— Paginafragment —
● ● ● ● ● ● ●

2.4.Op 28 mei 2003 is het tegen eiser ingestelde strafrechtelijk financieel onderzoek gesloten. De officier van justitie heeft bij de rechtbank Zutphen een vordering ingesteld tot ontneming van een door eiser verkregen wederrechtelijk voordeel van € 55.000. De rechtbank Zutphen heeft deze vordering behandeld op 24 september 2003 en heeft vervolgens bij vonnis van 21 juni 2005 aan eiser een ontnemingsmaatregel van € 37.750 opgelegd. De rechtbank heeft hiertoe overwogen dat eiser een wederrechtelijk voordeel van € 55.000 had genoten, maar zij heeft dit bedrag met 35% verminderd wegens overschrijding van de redelijke termijn. Eiser heeft van dit vonnis hoger beroep ingesteld. In dit hoger beroep heeft het gerechtshof te Arnhem bij arrest van 20 maart 2008, in overeenstemming met de vordering van de advocaat-generaal, het vonnis van 21 juni 2005 van de rechtbank Zutphen vernietigd en de ontnemingsmaatregel op nihil gesteld. Het hof heeft hiertoe overwogen - kort gezegd - dat niet aannemelijk is geworden dat eiser enig voordeel heeft genoten van de drugstransporten waarbij hij betrokken was geweest. Dit arrest is onherroepelijk geworden.

● ● ● ● ● ● ●

— Aangeleverde gegevens —
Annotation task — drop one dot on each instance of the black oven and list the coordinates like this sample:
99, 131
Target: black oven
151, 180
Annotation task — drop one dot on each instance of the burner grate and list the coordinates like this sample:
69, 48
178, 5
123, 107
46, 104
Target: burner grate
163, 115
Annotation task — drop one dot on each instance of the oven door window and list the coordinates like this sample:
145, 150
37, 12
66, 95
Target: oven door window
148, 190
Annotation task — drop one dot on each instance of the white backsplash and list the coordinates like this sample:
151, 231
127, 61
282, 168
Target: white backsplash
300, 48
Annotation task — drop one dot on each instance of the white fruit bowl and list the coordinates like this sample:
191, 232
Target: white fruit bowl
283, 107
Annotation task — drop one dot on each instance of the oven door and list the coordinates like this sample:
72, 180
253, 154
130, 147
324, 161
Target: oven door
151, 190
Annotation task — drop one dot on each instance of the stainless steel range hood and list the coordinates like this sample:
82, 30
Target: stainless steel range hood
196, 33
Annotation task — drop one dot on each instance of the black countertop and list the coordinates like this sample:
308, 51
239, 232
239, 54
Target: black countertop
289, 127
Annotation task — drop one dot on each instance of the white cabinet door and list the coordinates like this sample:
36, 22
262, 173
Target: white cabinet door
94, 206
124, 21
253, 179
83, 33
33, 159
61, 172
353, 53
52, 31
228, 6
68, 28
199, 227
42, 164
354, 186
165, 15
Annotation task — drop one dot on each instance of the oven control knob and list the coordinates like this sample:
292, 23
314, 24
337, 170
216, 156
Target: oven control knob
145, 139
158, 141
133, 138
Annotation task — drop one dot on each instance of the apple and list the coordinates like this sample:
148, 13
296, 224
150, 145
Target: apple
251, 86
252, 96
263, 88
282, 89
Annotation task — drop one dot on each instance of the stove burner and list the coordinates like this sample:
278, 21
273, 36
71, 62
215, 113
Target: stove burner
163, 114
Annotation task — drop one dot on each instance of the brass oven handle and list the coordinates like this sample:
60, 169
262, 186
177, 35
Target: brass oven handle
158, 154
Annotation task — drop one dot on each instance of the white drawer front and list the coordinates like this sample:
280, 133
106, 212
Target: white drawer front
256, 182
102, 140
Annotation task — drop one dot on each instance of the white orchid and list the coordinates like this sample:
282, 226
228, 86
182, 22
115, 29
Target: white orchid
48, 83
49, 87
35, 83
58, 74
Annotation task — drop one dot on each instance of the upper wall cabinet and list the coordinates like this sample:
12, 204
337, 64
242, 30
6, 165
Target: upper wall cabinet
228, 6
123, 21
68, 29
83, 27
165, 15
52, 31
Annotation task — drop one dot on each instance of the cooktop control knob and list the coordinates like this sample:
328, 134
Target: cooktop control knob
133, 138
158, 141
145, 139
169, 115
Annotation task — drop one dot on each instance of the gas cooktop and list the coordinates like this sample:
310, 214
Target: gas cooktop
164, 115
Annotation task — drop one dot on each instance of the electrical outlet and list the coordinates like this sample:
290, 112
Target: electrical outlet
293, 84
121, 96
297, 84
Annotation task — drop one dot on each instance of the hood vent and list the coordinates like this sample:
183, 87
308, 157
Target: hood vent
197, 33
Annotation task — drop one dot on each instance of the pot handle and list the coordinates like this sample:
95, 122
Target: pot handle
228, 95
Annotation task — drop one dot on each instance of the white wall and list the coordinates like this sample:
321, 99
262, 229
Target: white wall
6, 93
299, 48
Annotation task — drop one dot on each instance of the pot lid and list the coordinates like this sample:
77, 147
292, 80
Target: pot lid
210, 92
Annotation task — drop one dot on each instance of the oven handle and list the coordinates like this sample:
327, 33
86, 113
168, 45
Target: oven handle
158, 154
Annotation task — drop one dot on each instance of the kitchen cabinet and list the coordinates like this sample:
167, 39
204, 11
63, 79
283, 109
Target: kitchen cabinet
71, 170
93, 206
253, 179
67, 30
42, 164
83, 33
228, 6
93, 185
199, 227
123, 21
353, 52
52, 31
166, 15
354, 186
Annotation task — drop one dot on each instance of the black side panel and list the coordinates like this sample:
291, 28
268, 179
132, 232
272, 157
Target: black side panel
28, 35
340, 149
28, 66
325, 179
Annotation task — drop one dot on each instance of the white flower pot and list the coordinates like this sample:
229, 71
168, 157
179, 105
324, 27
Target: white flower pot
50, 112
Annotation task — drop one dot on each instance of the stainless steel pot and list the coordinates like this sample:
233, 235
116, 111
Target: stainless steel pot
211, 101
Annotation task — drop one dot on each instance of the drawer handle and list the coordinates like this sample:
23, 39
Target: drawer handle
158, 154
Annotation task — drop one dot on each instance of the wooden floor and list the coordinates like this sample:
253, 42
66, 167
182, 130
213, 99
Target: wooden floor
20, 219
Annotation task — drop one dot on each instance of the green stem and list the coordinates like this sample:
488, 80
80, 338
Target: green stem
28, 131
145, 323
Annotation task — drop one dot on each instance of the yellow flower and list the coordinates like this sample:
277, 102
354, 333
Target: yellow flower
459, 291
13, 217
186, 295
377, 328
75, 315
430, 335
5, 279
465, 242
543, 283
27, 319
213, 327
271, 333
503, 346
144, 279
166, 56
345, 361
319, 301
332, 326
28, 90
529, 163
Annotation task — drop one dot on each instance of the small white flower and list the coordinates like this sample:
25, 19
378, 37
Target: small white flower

● ● ● ● ● ● ●

— Uit te voeren —
Met welk percentage verminderde de rechtbank Zutphen volgens het paginafragment het wederrechtelijk voordeel, en waarom?

— Resultaat hieronder —
Met 35%, wegens overschrijding van de redelijke termijn.